• _Exercise task_: Return every line of the data below that contains the word "building", copying each one verbatim.

** BEGIN Task material **

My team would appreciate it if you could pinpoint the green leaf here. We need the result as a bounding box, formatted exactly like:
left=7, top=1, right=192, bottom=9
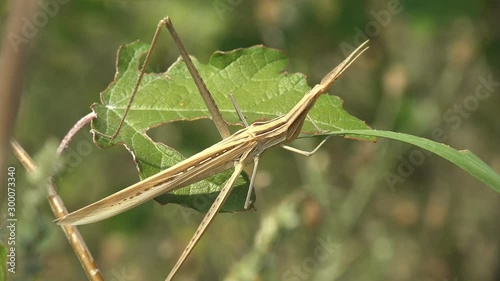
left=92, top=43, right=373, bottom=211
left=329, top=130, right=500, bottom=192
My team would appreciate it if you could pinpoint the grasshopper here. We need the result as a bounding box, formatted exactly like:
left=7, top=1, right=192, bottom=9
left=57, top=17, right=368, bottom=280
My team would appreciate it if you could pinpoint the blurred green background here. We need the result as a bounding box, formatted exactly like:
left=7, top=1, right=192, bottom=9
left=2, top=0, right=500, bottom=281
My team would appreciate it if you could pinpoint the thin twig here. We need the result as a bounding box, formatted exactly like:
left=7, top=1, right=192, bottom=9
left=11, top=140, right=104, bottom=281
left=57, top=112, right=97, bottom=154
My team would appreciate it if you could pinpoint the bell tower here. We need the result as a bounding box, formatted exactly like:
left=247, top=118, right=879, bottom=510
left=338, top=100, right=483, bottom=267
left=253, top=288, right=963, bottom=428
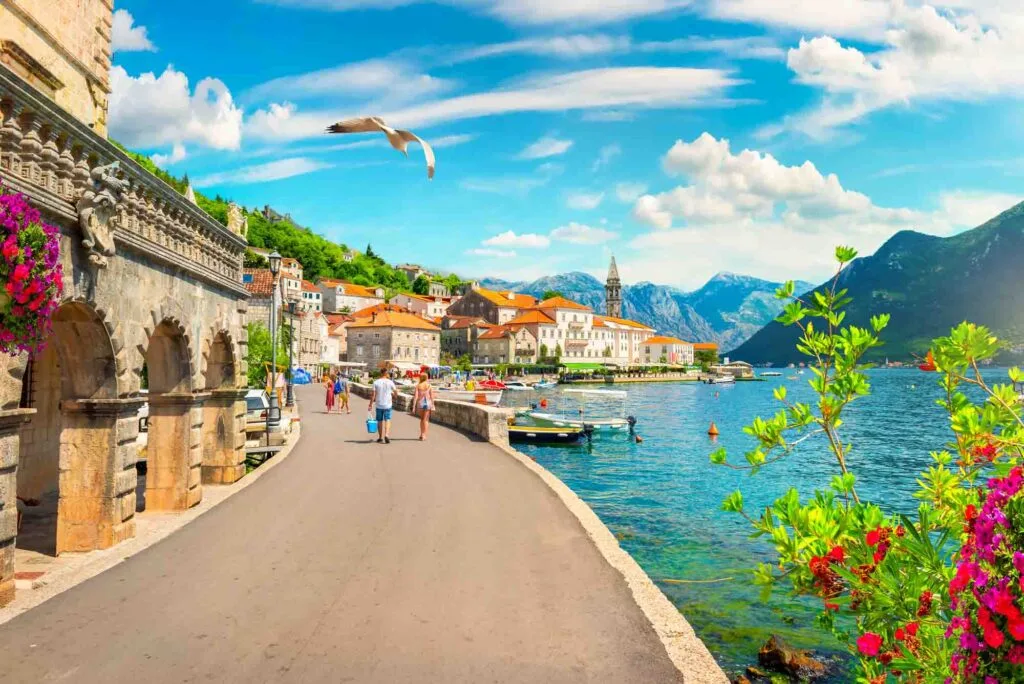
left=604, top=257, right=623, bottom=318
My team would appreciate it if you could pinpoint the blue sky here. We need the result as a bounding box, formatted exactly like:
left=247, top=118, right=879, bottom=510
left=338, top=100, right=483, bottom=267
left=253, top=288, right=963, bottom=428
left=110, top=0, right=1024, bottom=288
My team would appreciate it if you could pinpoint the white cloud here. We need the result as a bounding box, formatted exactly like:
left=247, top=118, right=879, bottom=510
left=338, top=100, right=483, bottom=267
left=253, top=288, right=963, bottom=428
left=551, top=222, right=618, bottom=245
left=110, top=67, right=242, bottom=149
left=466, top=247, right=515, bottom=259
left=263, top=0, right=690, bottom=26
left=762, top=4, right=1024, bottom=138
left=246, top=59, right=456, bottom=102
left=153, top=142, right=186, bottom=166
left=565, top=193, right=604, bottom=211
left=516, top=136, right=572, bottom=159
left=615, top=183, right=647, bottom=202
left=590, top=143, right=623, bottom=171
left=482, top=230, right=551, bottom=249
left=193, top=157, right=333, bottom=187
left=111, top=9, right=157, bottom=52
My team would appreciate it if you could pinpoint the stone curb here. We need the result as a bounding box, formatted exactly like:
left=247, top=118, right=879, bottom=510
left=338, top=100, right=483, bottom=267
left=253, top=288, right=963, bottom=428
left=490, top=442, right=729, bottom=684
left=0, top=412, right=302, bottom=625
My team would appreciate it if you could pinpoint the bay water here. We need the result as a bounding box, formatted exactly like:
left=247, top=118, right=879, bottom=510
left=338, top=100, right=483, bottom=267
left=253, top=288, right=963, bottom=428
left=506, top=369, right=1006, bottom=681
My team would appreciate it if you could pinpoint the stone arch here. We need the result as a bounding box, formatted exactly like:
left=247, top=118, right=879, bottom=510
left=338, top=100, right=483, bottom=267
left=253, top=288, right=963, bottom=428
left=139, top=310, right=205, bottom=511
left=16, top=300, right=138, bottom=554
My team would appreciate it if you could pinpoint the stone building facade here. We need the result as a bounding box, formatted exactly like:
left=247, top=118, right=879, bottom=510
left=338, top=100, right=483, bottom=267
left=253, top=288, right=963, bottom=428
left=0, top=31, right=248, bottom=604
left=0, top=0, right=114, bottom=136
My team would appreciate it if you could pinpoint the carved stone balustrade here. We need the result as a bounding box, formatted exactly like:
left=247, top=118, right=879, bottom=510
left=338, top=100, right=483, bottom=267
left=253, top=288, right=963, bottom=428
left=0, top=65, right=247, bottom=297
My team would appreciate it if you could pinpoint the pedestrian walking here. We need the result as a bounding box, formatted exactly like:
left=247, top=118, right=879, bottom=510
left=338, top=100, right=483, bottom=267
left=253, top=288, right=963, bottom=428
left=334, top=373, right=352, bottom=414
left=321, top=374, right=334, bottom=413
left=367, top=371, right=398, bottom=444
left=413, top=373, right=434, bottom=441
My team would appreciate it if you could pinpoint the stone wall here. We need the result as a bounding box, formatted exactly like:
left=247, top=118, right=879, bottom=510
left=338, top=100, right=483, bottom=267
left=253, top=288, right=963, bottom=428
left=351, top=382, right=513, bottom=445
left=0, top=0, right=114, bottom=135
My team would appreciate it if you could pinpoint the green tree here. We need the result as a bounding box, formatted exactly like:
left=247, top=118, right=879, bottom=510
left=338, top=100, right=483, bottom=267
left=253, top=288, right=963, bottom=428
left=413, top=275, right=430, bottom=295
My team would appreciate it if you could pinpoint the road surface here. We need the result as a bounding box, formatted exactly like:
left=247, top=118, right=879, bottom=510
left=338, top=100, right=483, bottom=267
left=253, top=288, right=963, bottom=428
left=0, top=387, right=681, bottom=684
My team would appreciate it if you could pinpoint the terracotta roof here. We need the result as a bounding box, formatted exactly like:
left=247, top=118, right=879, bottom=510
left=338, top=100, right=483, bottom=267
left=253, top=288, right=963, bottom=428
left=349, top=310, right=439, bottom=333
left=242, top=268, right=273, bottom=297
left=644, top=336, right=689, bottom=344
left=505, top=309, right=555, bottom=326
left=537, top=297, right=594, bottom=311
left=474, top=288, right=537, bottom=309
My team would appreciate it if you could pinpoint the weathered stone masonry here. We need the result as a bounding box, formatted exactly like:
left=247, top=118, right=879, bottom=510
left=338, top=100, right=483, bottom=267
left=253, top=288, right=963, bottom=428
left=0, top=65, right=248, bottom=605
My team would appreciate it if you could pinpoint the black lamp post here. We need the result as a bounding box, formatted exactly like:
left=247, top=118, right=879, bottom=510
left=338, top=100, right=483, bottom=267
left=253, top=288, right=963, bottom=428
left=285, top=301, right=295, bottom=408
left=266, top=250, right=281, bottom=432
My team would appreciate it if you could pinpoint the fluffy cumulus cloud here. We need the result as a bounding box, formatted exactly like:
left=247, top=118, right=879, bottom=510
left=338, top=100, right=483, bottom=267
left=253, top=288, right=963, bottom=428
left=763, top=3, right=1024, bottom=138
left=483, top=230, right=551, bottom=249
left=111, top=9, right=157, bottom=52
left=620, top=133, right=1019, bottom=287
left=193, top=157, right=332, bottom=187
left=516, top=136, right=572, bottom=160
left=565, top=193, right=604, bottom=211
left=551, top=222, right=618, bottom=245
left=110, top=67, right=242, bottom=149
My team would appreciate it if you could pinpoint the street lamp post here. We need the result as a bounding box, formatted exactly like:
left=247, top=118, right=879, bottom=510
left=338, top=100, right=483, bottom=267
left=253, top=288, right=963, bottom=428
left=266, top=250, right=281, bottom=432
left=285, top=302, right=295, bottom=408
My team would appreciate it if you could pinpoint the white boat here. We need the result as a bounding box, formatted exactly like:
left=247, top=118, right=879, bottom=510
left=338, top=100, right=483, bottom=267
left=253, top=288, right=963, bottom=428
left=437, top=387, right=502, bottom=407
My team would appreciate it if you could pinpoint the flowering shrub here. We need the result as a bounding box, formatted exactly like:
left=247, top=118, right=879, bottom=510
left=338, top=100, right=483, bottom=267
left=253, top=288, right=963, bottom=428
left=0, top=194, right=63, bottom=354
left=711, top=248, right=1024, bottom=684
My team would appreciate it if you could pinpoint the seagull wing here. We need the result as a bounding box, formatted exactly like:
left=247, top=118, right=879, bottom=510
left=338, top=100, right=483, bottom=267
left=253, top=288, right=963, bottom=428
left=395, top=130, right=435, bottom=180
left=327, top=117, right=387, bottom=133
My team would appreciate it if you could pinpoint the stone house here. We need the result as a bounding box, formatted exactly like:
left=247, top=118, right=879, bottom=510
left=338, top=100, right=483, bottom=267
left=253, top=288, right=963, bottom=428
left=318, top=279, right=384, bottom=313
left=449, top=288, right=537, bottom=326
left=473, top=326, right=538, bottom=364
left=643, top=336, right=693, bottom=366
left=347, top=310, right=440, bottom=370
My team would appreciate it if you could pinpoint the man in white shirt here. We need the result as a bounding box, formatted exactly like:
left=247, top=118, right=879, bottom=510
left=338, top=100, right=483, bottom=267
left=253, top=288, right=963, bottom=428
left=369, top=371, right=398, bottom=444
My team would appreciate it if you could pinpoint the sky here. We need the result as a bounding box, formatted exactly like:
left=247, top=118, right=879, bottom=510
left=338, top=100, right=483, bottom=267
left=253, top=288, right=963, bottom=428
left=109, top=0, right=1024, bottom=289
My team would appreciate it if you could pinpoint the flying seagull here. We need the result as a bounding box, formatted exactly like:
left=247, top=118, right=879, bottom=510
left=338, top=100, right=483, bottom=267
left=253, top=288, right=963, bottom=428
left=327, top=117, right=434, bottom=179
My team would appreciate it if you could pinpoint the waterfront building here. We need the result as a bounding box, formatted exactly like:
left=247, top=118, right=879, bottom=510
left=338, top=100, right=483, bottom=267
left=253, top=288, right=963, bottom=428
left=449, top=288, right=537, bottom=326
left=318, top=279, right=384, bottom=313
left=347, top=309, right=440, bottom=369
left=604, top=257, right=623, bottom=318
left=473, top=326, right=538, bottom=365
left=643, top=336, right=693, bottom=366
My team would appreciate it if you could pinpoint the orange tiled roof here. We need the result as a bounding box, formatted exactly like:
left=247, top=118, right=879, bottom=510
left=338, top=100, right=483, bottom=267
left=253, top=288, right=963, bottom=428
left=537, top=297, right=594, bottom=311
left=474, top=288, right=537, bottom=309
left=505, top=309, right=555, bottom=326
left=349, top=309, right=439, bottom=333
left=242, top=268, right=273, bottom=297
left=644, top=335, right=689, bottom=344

** END Task material **
** BEGIN Task material **

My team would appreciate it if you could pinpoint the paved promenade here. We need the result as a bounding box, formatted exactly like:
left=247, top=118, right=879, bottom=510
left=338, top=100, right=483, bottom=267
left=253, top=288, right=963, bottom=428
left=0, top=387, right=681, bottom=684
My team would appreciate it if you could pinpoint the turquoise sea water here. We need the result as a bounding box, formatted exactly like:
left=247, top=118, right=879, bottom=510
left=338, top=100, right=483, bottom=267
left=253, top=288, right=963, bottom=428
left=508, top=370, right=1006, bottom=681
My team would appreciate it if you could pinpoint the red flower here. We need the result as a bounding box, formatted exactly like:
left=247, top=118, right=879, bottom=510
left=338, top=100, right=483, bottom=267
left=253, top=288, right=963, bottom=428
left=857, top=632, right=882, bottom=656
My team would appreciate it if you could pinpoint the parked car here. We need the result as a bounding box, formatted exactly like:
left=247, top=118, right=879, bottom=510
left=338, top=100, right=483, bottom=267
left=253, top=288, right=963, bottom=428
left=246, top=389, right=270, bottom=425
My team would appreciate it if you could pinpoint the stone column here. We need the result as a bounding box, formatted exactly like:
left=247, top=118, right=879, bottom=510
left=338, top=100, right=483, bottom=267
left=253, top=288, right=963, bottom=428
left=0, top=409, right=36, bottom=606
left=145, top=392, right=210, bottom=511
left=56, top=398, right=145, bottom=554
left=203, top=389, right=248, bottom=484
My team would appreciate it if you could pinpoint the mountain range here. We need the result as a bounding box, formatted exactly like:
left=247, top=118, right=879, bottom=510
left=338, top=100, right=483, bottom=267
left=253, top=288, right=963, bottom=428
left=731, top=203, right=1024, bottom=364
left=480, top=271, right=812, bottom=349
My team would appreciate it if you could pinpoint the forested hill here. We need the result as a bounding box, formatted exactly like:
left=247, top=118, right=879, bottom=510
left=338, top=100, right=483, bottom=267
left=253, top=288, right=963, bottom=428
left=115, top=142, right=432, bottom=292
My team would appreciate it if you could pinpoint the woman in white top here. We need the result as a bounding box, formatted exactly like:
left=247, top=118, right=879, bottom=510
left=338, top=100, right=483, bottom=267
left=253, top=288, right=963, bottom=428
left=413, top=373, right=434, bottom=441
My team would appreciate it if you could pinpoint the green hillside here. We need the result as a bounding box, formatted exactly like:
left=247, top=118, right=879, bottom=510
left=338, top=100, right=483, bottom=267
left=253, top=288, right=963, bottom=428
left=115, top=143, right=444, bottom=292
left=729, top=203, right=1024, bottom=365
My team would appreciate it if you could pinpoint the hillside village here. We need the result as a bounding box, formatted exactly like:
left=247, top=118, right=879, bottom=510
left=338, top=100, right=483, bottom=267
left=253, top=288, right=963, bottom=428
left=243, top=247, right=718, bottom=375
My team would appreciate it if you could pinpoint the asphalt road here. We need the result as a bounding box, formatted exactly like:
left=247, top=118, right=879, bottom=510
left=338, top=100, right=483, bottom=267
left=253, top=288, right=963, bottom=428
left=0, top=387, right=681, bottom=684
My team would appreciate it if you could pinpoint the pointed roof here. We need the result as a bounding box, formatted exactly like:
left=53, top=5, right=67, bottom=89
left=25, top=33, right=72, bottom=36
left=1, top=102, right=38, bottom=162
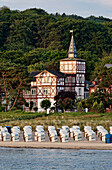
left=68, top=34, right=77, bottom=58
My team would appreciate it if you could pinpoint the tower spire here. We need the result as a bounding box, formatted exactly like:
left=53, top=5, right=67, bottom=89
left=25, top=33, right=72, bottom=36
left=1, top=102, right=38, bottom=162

** END Task material **
** BEGIN Task material **

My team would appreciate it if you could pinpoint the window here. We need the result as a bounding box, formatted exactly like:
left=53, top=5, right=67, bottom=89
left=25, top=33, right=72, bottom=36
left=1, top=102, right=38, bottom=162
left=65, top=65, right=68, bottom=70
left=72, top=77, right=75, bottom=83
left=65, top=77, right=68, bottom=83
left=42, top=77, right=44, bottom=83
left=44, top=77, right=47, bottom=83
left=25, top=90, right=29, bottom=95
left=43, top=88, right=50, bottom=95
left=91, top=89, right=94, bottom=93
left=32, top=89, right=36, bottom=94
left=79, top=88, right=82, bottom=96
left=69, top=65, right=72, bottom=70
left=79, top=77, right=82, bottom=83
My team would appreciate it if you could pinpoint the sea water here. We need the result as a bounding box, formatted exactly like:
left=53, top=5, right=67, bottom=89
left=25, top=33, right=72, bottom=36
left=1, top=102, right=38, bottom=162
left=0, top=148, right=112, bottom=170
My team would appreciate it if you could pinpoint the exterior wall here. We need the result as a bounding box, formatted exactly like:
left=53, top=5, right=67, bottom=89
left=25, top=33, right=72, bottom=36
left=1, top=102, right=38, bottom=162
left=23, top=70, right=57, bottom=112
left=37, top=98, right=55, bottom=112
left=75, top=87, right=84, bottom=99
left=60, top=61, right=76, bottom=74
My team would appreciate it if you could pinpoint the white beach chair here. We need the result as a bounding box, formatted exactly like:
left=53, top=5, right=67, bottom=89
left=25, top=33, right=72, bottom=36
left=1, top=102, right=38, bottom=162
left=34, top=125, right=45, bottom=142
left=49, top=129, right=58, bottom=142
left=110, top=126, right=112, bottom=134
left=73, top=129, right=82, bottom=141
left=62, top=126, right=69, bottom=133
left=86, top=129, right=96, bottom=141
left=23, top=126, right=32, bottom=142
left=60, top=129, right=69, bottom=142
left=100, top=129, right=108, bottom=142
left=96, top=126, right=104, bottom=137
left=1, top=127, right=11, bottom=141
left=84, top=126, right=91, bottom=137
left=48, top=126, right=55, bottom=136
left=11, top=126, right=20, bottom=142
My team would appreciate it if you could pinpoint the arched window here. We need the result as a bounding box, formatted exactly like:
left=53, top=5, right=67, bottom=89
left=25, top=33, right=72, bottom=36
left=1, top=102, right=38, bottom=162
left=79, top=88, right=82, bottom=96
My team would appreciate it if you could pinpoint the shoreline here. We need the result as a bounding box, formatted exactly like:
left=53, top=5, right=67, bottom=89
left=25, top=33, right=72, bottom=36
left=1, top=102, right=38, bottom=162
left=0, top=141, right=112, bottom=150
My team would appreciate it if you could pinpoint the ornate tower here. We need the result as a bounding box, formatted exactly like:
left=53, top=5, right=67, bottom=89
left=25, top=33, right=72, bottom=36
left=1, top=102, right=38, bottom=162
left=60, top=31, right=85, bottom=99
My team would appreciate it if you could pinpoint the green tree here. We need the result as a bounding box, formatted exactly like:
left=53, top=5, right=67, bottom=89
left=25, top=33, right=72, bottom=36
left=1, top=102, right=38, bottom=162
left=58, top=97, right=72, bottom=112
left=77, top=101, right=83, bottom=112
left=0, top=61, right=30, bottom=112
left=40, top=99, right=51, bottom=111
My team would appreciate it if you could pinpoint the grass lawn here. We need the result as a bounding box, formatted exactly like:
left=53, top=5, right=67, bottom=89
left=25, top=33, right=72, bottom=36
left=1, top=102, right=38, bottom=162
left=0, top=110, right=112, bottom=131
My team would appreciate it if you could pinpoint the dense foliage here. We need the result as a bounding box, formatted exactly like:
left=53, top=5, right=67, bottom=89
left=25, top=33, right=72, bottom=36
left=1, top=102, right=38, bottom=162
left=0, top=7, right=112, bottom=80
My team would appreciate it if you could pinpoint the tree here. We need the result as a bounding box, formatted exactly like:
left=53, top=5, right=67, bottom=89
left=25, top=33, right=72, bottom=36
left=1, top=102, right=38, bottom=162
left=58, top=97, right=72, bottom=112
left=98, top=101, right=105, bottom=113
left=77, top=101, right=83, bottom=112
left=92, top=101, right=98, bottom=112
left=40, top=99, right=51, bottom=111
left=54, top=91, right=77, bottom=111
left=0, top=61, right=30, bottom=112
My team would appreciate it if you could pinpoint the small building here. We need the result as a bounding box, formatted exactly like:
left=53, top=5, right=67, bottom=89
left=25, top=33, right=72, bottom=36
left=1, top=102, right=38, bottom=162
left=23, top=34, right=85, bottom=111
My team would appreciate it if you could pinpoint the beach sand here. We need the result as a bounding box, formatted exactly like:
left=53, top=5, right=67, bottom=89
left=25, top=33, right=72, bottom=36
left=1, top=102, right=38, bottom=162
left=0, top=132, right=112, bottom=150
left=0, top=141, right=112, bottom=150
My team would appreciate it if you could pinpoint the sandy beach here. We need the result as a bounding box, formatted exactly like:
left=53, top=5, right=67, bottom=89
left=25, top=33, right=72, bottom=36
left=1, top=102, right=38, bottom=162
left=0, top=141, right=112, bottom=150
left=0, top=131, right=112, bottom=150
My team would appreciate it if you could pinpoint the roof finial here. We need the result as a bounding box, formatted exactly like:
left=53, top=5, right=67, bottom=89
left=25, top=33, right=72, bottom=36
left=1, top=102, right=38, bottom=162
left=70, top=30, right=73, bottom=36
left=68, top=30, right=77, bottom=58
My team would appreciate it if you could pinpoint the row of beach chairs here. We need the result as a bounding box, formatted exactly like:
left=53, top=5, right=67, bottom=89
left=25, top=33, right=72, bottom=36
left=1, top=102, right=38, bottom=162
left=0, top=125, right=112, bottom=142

** END Task material **

• _Expected answer_:
My team would appreciate it if you could pinpoint the stone building facade here. We need the result as a bounding box, formatted exactly like:
My team would appreciate it if you could pinpoint the waterfront building here. We need the result as a bounding box, formatted exactly like:
My team would appreciate it if you could pinpoint the small building here. We need the result as a bounding box, formatted exactly like:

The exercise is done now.